-- WHAT YOU HAVE TO DO --
Each entry below must be repeated word for word.
[begin TASK DATA]
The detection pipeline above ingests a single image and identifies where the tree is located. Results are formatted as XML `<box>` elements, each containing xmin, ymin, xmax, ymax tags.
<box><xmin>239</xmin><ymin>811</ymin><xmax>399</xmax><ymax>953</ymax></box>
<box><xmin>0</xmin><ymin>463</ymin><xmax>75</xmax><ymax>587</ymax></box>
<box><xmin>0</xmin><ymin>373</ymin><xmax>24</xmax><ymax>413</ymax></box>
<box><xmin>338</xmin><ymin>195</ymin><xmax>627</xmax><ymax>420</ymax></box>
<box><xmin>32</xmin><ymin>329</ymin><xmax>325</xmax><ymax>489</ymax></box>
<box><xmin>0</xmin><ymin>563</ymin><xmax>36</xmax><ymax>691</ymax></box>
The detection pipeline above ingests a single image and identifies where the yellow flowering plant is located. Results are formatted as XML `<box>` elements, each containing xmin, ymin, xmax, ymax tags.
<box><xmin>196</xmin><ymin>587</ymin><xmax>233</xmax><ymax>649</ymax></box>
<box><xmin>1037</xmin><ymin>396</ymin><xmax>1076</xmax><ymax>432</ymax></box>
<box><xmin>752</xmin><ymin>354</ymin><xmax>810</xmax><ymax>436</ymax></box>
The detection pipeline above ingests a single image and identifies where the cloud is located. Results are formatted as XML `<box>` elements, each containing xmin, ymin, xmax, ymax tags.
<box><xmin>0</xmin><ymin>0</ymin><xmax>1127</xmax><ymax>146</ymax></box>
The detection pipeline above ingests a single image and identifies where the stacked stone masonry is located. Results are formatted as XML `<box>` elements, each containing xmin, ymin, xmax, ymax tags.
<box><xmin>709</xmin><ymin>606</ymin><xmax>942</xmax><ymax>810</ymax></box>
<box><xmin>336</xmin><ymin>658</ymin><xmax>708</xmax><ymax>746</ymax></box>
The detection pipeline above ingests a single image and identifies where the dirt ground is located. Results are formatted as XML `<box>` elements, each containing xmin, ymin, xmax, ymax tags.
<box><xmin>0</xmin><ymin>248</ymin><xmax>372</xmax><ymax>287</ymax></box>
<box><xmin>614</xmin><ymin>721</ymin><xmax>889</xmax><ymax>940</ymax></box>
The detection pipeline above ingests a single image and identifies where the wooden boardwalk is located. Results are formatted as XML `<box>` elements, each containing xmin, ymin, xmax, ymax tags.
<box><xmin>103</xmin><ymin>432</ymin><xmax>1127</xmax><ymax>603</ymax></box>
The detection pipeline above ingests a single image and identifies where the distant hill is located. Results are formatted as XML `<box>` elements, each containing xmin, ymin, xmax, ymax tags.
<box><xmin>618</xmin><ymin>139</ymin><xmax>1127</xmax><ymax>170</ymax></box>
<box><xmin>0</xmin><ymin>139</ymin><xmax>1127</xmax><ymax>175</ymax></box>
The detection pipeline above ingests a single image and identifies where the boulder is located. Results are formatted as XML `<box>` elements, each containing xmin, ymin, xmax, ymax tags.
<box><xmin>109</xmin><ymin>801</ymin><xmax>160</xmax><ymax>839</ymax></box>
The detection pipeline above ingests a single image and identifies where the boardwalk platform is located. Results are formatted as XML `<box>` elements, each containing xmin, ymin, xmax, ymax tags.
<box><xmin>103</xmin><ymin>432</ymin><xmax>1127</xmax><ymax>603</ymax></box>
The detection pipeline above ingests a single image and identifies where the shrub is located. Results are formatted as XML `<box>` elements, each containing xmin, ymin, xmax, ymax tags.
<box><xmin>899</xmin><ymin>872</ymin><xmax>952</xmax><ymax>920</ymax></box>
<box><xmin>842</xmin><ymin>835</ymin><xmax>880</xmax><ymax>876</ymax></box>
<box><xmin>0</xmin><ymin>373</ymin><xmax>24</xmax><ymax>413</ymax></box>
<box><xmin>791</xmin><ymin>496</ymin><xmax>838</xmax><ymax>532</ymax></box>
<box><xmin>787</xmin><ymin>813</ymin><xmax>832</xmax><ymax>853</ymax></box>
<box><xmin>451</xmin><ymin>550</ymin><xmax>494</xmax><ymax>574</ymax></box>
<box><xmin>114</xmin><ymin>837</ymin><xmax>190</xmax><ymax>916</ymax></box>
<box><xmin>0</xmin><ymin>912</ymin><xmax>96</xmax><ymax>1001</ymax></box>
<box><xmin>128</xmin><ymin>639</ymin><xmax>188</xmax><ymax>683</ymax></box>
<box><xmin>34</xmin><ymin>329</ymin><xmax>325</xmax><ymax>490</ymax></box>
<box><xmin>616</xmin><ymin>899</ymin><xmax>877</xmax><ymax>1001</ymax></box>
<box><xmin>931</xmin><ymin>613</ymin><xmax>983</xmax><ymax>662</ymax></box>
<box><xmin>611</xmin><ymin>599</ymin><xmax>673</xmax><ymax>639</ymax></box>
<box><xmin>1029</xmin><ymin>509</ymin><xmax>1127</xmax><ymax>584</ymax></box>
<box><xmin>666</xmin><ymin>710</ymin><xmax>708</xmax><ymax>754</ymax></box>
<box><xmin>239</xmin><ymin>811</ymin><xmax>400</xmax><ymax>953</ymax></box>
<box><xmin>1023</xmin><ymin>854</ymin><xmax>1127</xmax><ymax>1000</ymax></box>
[end TASK DATA]
-- PROBLEM SOLUTION --
The detection pipeline above ingests a single image and identifies where the tree is located. Results are formatted as XML `<box>` elements, each containing xmin, ymin, xmax, ymax tags.
<box><xmin>239</xmin><ymin>811</ymin><xmax>399</xmax><ymax>953</ymax></box>
<box><xmin>0</xmin><ymin>463</ymin><xmax>75</xmax><ymax>587</ymax></box>
<box><xmin>0</xmin><ymin>373</ymin><xmax>24</xmax><ymax>413</ymax></box>
<box><xmin>338</xmin><ymin>195</ymin><xmax>627</xmax><ymax>420</ymax></box>
<box><xmin>32</xmin><ymin>329</ymin><xmax>325</xmax><ymax>489</ymax></box>
<box><xmin>0</xmin><ymin>563</ymin><xmax>36</xmax><ymax>691</ymax></box>
The detection pipeline above ingests a single image and identifies where the yellow flowering plant is located. Results are formatted as XML `<box>` elements, each containing xmin, ymin, xmax, ymax tags.
<box><xmin>196</xmin><ymin>587</ymin><xmax>233</xmax><ymax>649</ymax></box>
<box><xmin>1037</xmin><ymin>396</ymin><xmax>1076</xmax><ymax>432</ymax></box>
<box><xmin>752</xmin><ymin>354</ymin><xmax>810</xmax><ymax>436</ymax></box>
The detection pipeline above ingests a single image and identifies where the cloud is located. Results are formatted as XML `<box>` elements, each containing xmin, ymin, xmax, ymax tags.
<box><xmin>0</xmin><ymin>0</ymin><xmax>1127</xmax><ymax>146</ymax></box>
The detection pipeline above ingests a single image and identifies where the stacked stone masonry is located. Results are formatted as XML `<box>` elements, each containing xmin, ymin, xmax, ymax tags.
<box><xmin>709</xmin><ymin>606</ymin><xmax>942</xmax><ymax>810</ymax></box>
<box><xmin>336</xmin><ymin>658</ymin><xmax>708</xmax><ymax>746</ymax></box>
The detection pipeline above ingests a single image and identifies where the dirt ground is located. Results are formatted as XML `<box>` elements, each containing xmin, ymin, xmax, ymax tags.
<box><xmin>0</xmin><ymin>248</ymin><xmax>372</xmax><ymax>287</ymax></box>
<box><xmin>614</xmin><ymin>721</ymin><xmax>889</xmax><ymax>940</ymax></box>
The detection pipeline above ingests a single image and identifies where the wooden boardwalk is located. Results are formatted as XML `<box>` elements, each containing xmin, ymin, xmax, ymax tags.
<box><xmin>103</xmin><ymin>432</ymin><xmax>1127</xmax><ymax>603</ymax></box>
The detection pipeline above ingests a single image and identifies where the distant hill is located. Results are formatted as XML `<box>` elements, each containing xmin, ymin, xmax, ymax tags.
<box><xmin>618</xmin><ymin>139</ymin><xmax>1127</xmax><ymax>170</ymax></box>
<box><xmin>0</xmin><ymin>139</ymin><xmax>1127</xmax><ymax>175</ymax></box>
The detection pipeline above ingests a single image and identifies where the boulder is located. Results are formatted as XML `<box>` elements, each containing xmin, ymin, xmax, ymax tags.
<box><xmin>109</xmin><ymin>801</ymin><xmax>160</xmax><ymax>839</ymax></box>
The detection pipeline above ingests a single image and identifies where the boardwalk platform is located. Results are formatted as XML `<box>` elements, each containing xmin, ymin, xmax, ymax tags.
<box><xmin>103</xmin><ymin>432</ymin><xmax>1127</xmax><ymax>603</ymax></box>
The detection pipeline above ingests a single image and identifies where the shrub is located. Results are formatted as XML `<box>` elements, each containing xmin, ymin, xmax, ymax tags.
<box><xmin>899</xmin><ymin>872</ymin><xmax>952</xmax><ymax>920</ymax></box>
<box><xmin>842</xmin><ymin>835</ymin><xmax>880</xmax><ymax>876</ymax></box>
<box><xmin>0</xmin><ymin>373</ymin><xmax>24</xmax><ymax>413</ymax></box>
<box><xmin>791</xmin><ymin>496</ymin><xmax>838</xmax><ymax>532</ymax></box>
<box><xmin>787</xmin><ymin>813</ymin><xmax>832</xmax><ymax>853</ymax></box>
<box><xmin>451</xmin><ymin>550</ymin><xmax>494</xmax><ymax>574</ymax></box>
<box><xmin>114</xmin><ymin>837</ymin><xmax>190</xmax><ymax>916</ymax></box>
<box><xmin>0</xmin><ymin>912</ymin><xmax>96</xmax><ymax>1001</ymax></box>
<box><xmin>128</xmin><ymin>639</ymin><xmax>188</xmax><ymax>683</ymax></box>
<box><xmin>34</xmin><ymin>329</ymin><xmax>325</xmax><ymax>490</ymax></box>
<box><xmin>616</xmin><ymin>899</ymin><xmax>877</xmax><ymax>1001</ymax></box>
<box><xmin>931</xmin><ymin>613</ymin><xmax>983</xmax><ymax>662</ymax></box>
<box><xmin>611</xmin><ymin>599</ymin><xmax>673</xmax><ymax>639</ymax></box>
<box><xmin>1029</xmin><ymin>509</ymin><xmax>1127</xmax><ymax>584</ymax></box>
<box><xmin>666</xmin><ymin>710</ymin><xmax>708</xmax><ymax>754</ymax></box>
<box><xmin>239</xmin><ymin>811</ymin><xmax>400</xmax><ymax>953</ymax></box>
<box><xmin>1023</xmin><ymin>854</ymin><xmax>1127</xmax><ymax>1000</ymax></box>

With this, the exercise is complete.